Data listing
☆ ☆ ☆ ☆ ☆ ☆ ☆
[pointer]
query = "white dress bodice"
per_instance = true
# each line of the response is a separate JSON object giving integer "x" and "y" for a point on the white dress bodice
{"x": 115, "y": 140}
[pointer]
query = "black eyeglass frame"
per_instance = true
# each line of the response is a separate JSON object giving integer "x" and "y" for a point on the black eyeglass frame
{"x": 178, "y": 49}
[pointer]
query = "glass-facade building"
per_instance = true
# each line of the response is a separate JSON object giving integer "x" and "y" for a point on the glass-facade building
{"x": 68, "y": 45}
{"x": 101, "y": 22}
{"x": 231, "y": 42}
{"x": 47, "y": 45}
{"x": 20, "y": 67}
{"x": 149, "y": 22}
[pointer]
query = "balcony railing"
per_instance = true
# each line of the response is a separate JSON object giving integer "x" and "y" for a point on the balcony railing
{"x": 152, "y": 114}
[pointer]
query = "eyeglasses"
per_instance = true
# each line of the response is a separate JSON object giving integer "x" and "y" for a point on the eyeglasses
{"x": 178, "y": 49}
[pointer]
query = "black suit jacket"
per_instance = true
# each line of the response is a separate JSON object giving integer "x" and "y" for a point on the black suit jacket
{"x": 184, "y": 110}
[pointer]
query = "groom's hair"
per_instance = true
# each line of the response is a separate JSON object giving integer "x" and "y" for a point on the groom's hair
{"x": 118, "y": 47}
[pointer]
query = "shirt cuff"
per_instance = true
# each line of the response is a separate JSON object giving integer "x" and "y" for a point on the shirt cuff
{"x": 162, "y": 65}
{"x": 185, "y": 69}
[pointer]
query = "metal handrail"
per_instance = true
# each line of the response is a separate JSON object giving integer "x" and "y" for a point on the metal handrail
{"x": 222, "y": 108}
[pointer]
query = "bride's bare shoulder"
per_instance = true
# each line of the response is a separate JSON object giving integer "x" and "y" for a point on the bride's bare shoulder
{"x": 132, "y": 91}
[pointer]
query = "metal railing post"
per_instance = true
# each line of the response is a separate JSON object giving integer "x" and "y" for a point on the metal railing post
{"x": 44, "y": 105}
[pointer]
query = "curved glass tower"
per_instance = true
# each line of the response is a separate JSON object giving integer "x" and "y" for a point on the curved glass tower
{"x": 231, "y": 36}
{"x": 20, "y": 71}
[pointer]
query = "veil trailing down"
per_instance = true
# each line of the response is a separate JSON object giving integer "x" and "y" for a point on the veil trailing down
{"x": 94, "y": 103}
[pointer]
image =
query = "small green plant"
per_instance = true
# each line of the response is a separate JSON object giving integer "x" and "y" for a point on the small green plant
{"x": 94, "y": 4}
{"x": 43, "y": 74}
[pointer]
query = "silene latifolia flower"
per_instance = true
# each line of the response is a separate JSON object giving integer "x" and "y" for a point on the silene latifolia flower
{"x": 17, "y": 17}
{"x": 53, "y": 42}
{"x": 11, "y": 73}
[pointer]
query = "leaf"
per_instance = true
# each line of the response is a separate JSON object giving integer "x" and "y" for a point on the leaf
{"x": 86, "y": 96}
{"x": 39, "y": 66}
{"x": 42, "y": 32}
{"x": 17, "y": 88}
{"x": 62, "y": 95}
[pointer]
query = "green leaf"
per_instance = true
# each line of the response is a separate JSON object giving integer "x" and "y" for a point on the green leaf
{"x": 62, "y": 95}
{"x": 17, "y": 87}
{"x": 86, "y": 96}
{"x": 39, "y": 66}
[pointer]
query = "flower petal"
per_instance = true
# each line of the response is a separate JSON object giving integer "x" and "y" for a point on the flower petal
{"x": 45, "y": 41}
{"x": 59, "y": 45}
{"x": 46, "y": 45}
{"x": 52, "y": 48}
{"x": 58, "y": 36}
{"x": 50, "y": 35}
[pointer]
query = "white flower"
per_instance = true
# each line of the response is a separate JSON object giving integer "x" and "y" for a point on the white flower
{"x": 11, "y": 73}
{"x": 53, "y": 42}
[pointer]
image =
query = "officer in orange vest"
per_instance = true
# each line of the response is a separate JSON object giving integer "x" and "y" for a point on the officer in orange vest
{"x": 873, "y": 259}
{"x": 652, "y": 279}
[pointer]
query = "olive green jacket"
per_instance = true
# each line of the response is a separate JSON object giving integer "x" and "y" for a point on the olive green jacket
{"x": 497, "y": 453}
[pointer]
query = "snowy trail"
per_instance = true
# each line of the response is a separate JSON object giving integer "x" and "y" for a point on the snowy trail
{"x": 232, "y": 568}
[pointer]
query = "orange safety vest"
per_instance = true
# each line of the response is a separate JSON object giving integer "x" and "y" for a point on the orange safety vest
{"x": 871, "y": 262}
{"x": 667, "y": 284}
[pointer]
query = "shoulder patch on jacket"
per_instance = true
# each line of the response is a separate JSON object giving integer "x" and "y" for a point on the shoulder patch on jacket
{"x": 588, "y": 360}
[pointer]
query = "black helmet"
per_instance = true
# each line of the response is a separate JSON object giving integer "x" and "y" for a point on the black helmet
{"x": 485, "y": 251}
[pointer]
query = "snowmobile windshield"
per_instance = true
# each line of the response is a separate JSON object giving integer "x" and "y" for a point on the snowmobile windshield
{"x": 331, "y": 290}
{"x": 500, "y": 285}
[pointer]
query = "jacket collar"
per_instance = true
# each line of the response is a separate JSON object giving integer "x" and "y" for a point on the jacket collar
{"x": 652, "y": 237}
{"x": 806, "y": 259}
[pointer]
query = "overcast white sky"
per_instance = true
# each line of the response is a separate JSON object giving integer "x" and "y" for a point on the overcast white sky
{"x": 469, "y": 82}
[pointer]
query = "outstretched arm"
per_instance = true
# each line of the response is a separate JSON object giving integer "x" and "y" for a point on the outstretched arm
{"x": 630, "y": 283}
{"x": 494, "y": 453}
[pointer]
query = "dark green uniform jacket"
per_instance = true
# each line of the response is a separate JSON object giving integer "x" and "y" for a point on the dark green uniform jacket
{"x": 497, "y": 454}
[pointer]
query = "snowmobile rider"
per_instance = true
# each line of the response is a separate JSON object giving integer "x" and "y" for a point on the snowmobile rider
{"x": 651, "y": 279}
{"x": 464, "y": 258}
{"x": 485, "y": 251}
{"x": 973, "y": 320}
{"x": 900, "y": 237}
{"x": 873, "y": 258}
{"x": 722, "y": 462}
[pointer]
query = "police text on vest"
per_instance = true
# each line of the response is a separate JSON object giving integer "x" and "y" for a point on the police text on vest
☆ ☆ ☆ ☆ ☆ ☆ ☆
# Objective:
Reproduce all the records precisely.

# Solution below:
[pointer]
query = "white dress bodice"
per_instance = true
# each line of the response is a separate JSON object giving integer "x" and "y" for a point on the white dress bodice
{"x": 115, "y": 140}
[pointer]
query = "black eyeglass frame"
per_instance = true
# each line of the response is a separate JSON object giving integer "x" and "y" for a point on the black eyeglass frame
{"x": 178, "y": 49}
[pointer]
query = "glass-facade building"
per_instance = true
# each line of the response is a separate JSON object giving integer "x" and "y" for a point on the glass-facade building
{"x": 68, "y": 45}
{"x": 101, "y": 22}
{"x": 231, "y": 42}
{"x": 47, "y": 45}
{"x": 20, "y": 67}
{"x": 149, "y": 22}
[pointer]
query = "balcony railing"
per_instance = true
# each line of the response is a separate JSON object giving integer "x" and "y" for a point on the balcony railing
{"x": 152, "y": 114}
[pointer]
query = "eyeglasses"
per_instance = true
# each line of the response is a separate JSON object giving integer "x" and "y" for a point on the eyeglasses
{"x": 178, "y": 49}
[pointer]
query = "black suit jacket"
per_instance = true
# each line of the response is a separate JSON object giving integer "x" and "y" for a point on the black suit jacket
{"x": 184, "y": 110}
[pointer]
query = "groom's hair"
per_instance = true
# each line of the response is a separate JSON object giving integer "x" and "y" for a point on the groom's hair
{"x": 118, "y": 47}
[pointer]
query = "shirt cuff"
per_instance = true
# each line of the response is a separate JSON object giving integer "x" and "y" for a point on the shirt cuff
{"x": 162, "y": 65}
{"x": 185, "y": 69}
[pointer]
query = "metal handrail"
per_instance = true
# each line of the response is a separate JSON object giving integer "x" and "y" for a point on the metal handrail
{"x": 222, "y": 108}
[pointer]
query = "bride's bare shoulder"
per_instance = true
# each line of the response is a separate JSON object giving integer "x" and "y" for a point on the bride's bare shoulder
{"x": 132, "y": 91}
[pointer]
query = "metal railing post"
per_instance = true
# each line of the response is a separate JSON object giving integer "x" and "y" for a point on the metal railing post
{"x": 44, "y": 105}
[pointer]
query = "curved glass tower"
per_instance = true
# each line of the response is a separate JSON object giving integer "x" and "y" for a point on the curved glass tower
{"x": 231, "y": 36}
{"x": 20, "y": 71}
[pointer]
query = "veil trailing down"
per_instance = true
# each line of the response is a separate JSON object giving integer "x" and "y" for a point on the veil trailing down
{"x": 94, "y": 103}
[pointer]
image =
query = "small green plant"
per_instance = true
# each line of the response is a separate JSON object giving integer "x" and "y" for a point on the small green plant
{"x": 94, "y": 4}
{"x": 43, "y": 74}
[pointer]
query = "silene latifolia flower"
per_instance = true
# each line of the response is a separate JSON object giving integer "x" and "y" for a point on the silene latifolia flower
{"x": 17, "y": 17}
{"x": 53, "y": 42}
{"x": 11, "y": 73}
[pointer]
query = "leaf"
per_instance = true
# each line of the response is a separate JSON object giving integer "x" and "y" for a point on the leaf
{"x": 86, "y": 96}
{"x": 39, "y": 66}
{"x": 42, "y": 32}
{"x": 17, "y": 88}
{"x": 62, "y": 95}
[pointer]
query = "green leaf"
per_instance = true
# each line of the response is a separate JSON object giving integer "x" and "y" for a point on the green leaf
{"x": 62, "y": 95}
{"x": 17, "y": 87}
{"x": 86, "y": 96}
{"x": 39, "y": 66}
[pointer]
query = "flower petal"
per_instance = true
# each line of the response is a separate JSON object giving integer "x" and "y" for a point on the flower petal
{"x": 45, "y": 41}
{"x": 59, "y": 45}
{"x": 46, "y": 45}
{"x": 52, "y": 48}
{"x": 58, "y": 36}
{"x": 50, "y": 35}
[pointer]
query = "white flower"
per_instance = true
# each line of the response is a separate JSON object giving integer "x" and "y" for a point on the white flower
{"x": 11, "y": 73}
{"x": 53, "y": 42}
[pointer]
image =
query = "officer in orange vest"
per_instance = true
# each line of the response is a separate JSON object giving integer "x" and "y" for a point on the officer in orange vest
{"x": 873, "y": 259}
{"x": 652, "y": 279}
[pointer]
query = "olive green jacket"
per_instance = true
# each line of the response is a separate JSON object giving integer "x" and "y" for a point on the olive green jacket
{"x": 497, "y": 453}
[pointer]
query = "snowy trail"
per_instance = true
# each line of the response is a separate JSON object giving integer "x" and "y" for a point on the snowy trail
{"x": 232, "y": 568}
[pointer]
query = "orange safety vest"
per_instance = true
# each line of the response is a separate JSON object giving integer "x" and "y" for a point on the orange safety vest
{"x": 871, "y": 262}
{"x": 667, "y": 284}
[pointer]
query = "shoulder patch on jacket"
per_instance = true
# each line of the response is a separate JSON object giving integer "x" and "y" for a point on the shoulder patch on jacket
{"x": 588, "y": 360}
[pointer]
query = "black helmet"
per_instance = true
# each line of the response is a separate JSON object giving integer "x" and "y" for a point on the black helmet
{"x": 485, "y": 251}
[pointer]
query = "snowmobile windshield"
per_instance = true
# each line of the response is a separate JSON object giving integer "x" and "y" for a point on the snowmobile windshield
{"x": 331, "y": 290}
{"x": 500, "y": 285}
[pointer]
query = "jacket collar"
per_instance = true
# each line of the response is a separate JSON object giving integer "x" and "y" for a point on the jacket collar
{"x": 652, "y": 237}
{"x": 806, "y": 259}
[pointer]
query = "overcast white sky"
per_instance = true
# each line of the response is a separate JSON object giving integer "x" and "y" for a point on the overcast white sky
{"x": 469, "y": 82}
[pointer]
query = "outstretched arm"
per_instance = true
# each line of the response is a separate JSON object giving integer "x" and "y" for a point on the outstretched arm
{"x": 630, "y": 283}
{"x": 494, "y": 453}
[pointer]
query = "dark green uniform jacket"
per_instance = true
# each line of the response is a separate JSON object giving integer "x" and "y" for a point on the dark green uniform jacket
{"x": 497, "y": 454}
[pointer]
query = "snowmobile rider"
per_instance = true
# each line of the response is a separate JSON object giving integer "x" and "y" for a point on the snowmobile rider
{"x": 651, "y": 279}
{"x": 464, "y": 258}
{"x": 485, "y": 251}
{"x": 973, "y": 320}
{"x": 900, "y": 237}
{"x": 873, "y": 258}
{"x": 722, "y": 462}
[pointer]
query = "police text on vest"
per_instance = true
# each line of the response is a separate JSON object giving integer "x" and "y" for a point on the police text on vest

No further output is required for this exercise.